▶ **PROBLEMS TO SOLVE**:
1. In the article on Ben Carson's op-ed, copy everything from "One GOP candidate, Ben" down to "to stay smart.", swapping "neurosurgeon" for "surgeon".
2. According to the article on Ben Carson's op-ed, in which newspaper did Carson publish his criticism of the "Black Lives Matter" movement?

“Black Lives Matter” has made its presence known in the 2016 presidential campaign, much to the chagrin of candidates from both political parties. The group has bullied three-fifths of the Democratic field: They ambushed Hillary Clinton, shut down a Bernie Sanders campaign event, and booed Martin O’Malley for daring to say “All Lives Matter,” instead of their specific mantra. They have also outlined demands for police forces, with specifications such as mandated body cameras and demilitarizing local police departments.
One GOP candidate, Ben Carson, has had enough. In a USA Today op-ed published on Monday, the former neurosurgeon skewers the “Black Lives Matter” movement for their misdirected message.
The movement is a failure, he writes, for it is born out of hate-filled anger.
The notion that some lives might matter less than others is meant to enrage. That anger is distracting us from what matters most. We're right to be angry, but we have to stay smart.
Disrupting planned campaign events, he said, is not an effective way to get your point across:
The idea that disrupting and protesting Bernie Sanders speeches will change what is wrong in America is lunacy. The "BlackLivesMatter" movement is focused on the wrong targets, to the detriment of blacks who would like to see real change and to the benefit of its powerful white liberal funders using the attacks on Sanders for political purposes that mean nothing for the problems that face our community.
Before any “Black Lives Matter” activists have the chance to condemn Carson for his critique of their movement, they should continue reading, for the surgeon continues to explain he knows firsthand what it’s like to grow up in a dangerous culture. The difference, he said, was that his mother influenced him and his brother to rise above the violence that claimed some of their family members and put their education first. Carson said “Black Lives Matter” could learn a thing or two from her, listing a number of ways the movement can make a difference instead of yelling at Bernie Sanders. A few of his solutions included: Visiting the board of education, confronting the entertainment industry, which all too often depicts black men as thugs, and having fruitful conversations with both major political parties.

▶ **DATASET EXCERPT**:
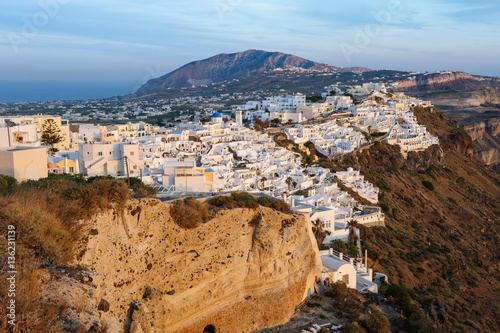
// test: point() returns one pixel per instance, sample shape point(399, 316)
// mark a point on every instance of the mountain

▶ **EXERCISE RESPONSES**:
1.
One GOP candidate, Ben Carson, has had enough. In a USA Today op-ed published on Monday, the former surgeon skewers the “Black Lives Matter” movement for their misdirected message.
The movement is a failure, he writes, for it is born out of hate-filled anger.
The notion that some lives might matter less than others is meant to enrage. That anger is distracting us from what matters most. We're right to be angry, but we have to stay smart.

2. USA Today